**QUOTED PASSAGE**.
Saturday, January 20, 2007

Arrivederci, Amici

Well, the deletion terrorism is getting to be too obnoxious to deal with, and since the blog has ceased to be any fun to maintain now, it's time to call it a day. Thanks to all who made this a great sharing experience, and I'm sure I'll resurface again when the smoke clears. In the meantime, enjoy the files that remain; I'll keep the blog up for a while, or whatever remains of it, anyway. Best wishes to you all, and may your lives be filled with music.

**DATA SHOWN**.
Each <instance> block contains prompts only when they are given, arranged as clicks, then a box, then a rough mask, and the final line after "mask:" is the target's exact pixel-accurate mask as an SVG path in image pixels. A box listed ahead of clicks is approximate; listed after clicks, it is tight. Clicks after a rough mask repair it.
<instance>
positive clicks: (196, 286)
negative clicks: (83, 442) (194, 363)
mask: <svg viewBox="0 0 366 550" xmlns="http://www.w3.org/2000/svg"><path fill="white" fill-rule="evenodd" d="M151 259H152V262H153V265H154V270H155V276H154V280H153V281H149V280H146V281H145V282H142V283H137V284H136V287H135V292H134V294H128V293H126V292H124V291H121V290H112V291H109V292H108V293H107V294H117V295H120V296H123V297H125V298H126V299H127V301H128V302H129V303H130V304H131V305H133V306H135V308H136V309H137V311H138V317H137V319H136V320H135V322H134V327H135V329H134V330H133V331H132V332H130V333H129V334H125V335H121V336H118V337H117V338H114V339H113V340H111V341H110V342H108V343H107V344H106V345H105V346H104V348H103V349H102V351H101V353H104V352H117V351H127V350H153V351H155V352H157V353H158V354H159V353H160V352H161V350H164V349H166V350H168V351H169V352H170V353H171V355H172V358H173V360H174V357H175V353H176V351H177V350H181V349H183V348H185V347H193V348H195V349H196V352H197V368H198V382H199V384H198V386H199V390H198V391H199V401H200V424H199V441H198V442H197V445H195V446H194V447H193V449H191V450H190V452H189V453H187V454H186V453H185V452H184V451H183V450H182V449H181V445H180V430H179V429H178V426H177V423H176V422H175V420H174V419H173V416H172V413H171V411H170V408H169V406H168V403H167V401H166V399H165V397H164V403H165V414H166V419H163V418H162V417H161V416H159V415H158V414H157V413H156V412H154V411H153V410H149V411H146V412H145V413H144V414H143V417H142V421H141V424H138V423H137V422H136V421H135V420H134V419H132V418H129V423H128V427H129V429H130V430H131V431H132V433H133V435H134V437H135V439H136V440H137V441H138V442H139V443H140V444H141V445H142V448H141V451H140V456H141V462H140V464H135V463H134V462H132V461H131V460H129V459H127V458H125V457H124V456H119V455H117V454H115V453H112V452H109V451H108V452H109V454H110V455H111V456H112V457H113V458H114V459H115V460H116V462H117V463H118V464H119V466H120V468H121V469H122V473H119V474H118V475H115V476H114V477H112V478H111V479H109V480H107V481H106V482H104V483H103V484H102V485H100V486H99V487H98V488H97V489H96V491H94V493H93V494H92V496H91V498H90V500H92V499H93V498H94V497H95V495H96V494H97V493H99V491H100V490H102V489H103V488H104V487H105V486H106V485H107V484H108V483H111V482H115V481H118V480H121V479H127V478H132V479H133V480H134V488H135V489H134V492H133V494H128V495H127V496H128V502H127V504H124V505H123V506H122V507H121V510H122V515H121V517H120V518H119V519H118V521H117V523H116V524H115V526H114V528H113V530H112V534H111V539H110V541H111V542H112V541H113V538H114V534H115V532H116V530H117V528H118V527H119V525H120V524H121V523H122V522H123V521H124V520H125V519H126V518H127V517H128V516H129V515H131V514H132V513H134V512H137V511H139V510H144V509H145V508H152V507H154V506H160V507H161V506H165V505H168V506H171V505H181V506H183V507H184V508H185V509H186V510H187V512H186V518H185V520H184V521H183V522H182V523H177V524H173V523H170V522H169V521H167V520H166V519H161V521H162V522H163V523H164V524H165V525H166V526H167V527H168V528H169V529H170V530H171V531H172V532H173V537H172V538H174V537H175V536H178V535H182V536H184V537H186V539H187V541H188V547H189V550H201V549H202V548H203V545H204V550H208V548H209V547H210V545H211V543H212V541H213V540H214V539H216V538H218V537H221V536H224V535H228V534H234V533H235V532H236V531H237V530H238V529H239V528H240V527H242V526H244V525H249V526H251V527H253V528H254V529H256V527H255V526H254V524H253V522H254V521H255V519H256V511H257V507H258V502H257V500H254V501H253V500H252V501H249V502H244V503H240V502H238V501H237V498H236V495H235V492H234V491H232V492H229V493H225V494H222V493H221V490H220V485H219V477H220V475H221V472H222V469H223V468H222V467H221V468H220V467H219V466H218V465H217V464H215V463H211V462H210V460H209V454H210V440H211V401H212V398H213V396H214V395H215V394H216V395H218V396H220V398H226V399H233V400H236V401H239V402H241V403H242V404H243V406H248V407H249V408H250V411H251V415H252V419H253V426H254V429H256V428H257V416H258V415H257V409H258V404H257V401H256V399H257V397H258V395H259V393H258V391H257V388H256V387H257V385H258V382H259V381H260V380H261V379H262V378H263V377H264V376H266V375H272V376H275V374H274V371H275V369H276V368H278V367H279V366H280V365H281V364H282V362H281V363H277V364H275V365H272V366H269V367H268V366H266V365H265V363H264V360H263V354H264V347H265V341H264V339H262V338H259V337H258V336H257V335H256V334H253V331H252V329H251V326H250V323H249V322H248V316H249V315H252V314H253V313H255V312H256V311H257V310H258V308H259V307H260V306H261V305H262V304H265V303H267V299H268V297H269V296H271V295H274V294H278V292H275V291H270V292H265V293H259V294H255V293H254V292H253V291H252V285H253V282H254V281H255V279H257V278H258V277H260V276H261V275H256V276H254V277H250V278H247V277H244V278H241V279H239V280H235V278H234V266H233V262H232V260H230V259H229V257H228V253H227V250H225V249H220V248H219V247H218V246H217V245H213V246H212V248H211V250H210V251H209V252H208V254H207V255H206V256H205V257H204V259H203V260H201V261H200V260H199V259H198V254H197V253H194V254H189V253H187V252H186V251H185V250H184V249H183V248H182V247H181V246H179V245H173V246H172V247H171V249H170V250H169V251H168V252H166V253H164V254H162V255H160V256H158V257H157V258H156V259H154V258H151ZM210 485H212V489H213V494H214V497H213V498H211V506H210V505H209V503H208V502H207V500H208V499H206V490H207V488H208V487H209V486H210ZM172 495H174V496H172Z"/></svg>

**TASK INSTRUCTIONS**.
1. According to the farewell blog post, what is getting too obnoxious to deal with?
2. Reproduce verbatim the part of the listing that opens with its first line and closes with the line containing "negative clicks: (83, 442) (194, 363)", including both of those lines.

**RESPONSES IN ORDER**.
1. The deletion terrorism.

2.
Each <instance> block contains prompts only when they are given, arranged as clicks, then a box, then a rough mask, and the final line after "mask:" is the target's exact pixel-accurate mask as an SVG path in image pixels. A box listed ahead of clicks is approximate; listed after clicks, it is tight. Clicks after a rough mask repair it.
<instance>
positive clicks: (196, 286)
negative clicks: (83, 442) (194, 363)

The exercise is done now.